---- Material for this task
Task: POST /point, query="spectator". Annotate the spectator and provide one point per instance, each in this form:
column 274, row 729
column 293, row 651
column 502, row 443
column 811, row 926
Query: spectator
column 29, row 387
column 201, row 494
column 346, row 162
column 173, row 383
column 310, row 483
--------
* Exercise aim
All the lines above need to be printed again, exactly.

* Task output
Task: POST /point, query="spectator". Annotate the spectator and provide one point per instance, each in this form:
column 274, row 729
column 293, row 651
column 502, row 443
column 811, row 926
Query: spectator
column 29, row 387
column 201, row 494
column 346, row 162
column 173, row 383
column 310, row 483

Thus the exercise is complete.